SOURCE PASSAGE:
The ErrorScore is determined by evaluating a set of tools, including the CRS_parameters tool, which validates projection parameters from input vector files against the EPSG:3794 code. In the aggregated results table (Figure 9, right), the left two columns list error descriptions and each tool’s unique code. Key attributes include the expected value (M.B.), typically set to 0 (indicating no errors), and the observed value (Ime-obcine). The number of errors is recorded separately for each tool. If the observed value differs from M.B., it is flagged as incorrect and highlighted in red for visibility. For example, if the CRS_parameters tool identified two errors, the corresponding Ime-obcine value is set to 2 and displayed in red. This value is then converted to 1 using Boolean logic. The ErrorScore is calculated by summing these Boolean values for all tools, as presented in Equation (2). If the ErrorScore is greater than 0, data cleaning is required, followed by re-evaluation with the NRP toolkit to verify corrections. Additionally, the toolkit generates a vector file, in this example, with the corrected CRS parameters, as an experimental output, demonstrating its ability to systematically detect, document, and support the resolution of discrepancies.
The strategy for error identification across outputs involves a combination of results. The primary output consists of various statistics and visuals, enabling the use of a combination of methods to effectively evaluate, assure, and improve data quality. They require experienced stakeholders, such as data stewards and data producers, to conduct semi-automated and manual data cleaning reviews to ensure objectivity. Such experience involves geospatial literacy, which relies on the ability to “read” geospatial visualizations, which is a complex task that is not as straightforward as interpreting text.

EXERCISE GOAL:
Output the part of the ErrorScore passage between "The strategy for" and "as interpreting text.", inclusive. The lines below have no connection to the ErrorScore passage.

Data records
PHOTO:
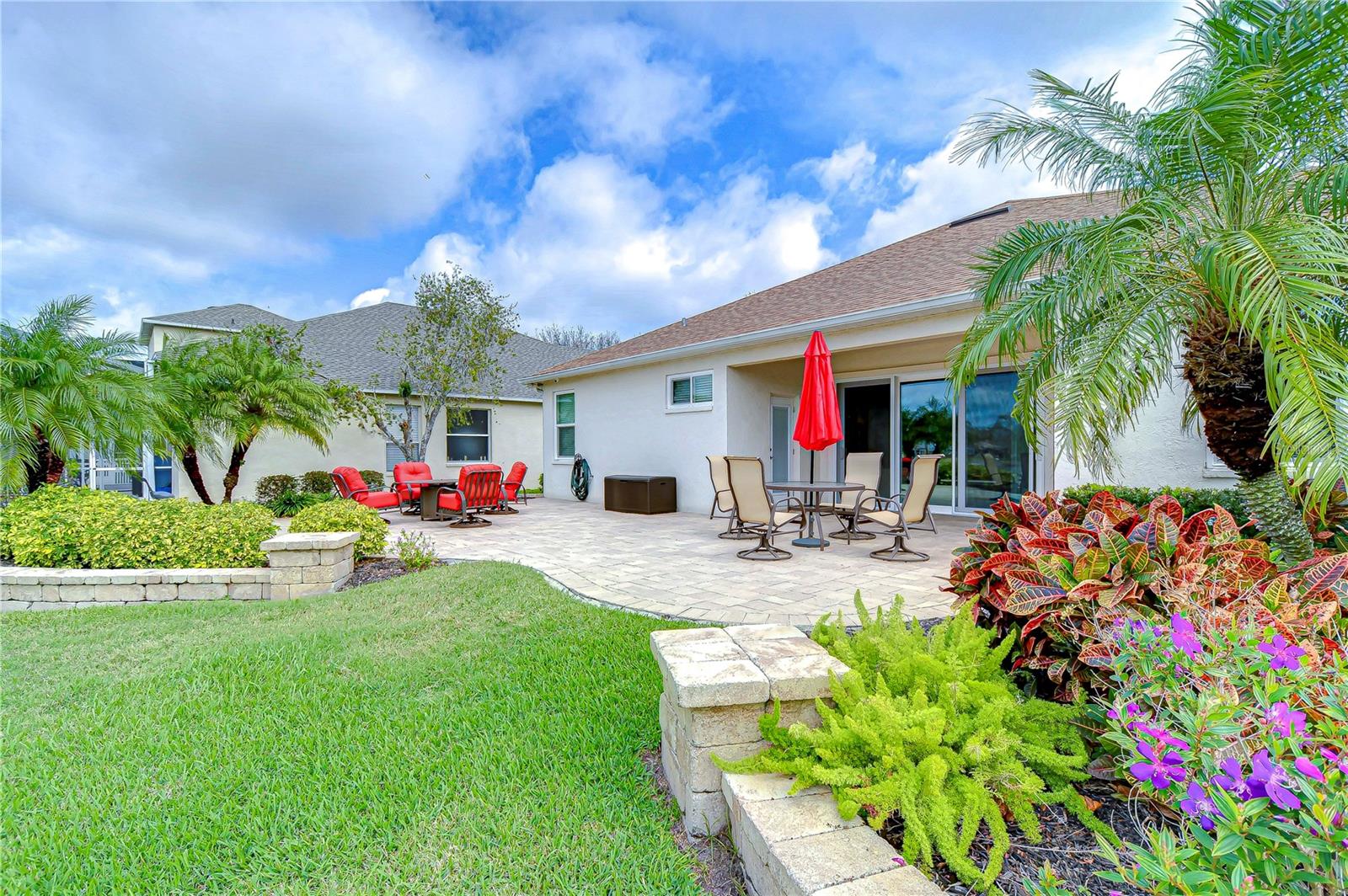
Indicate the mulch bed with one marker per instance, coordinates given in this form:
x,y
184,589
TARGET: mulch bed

THE COMPLETED TASK:
The strategy for error identification across outputs involves a combination of results. The primary output consists of various statistics and visuals, enabling the use of a combination of methods to effectively evaluate, assure, and improve data quality. They require experienced stakeholders, such as data stewards and data producers, to conduct semi-automated and manual data cleaning reviews to ensure objectivity. Such experience involves geospatial literacy, which relies on the ability to “read” geospatial visualizations, which is a complex task that is not as straightforward as interpreting text.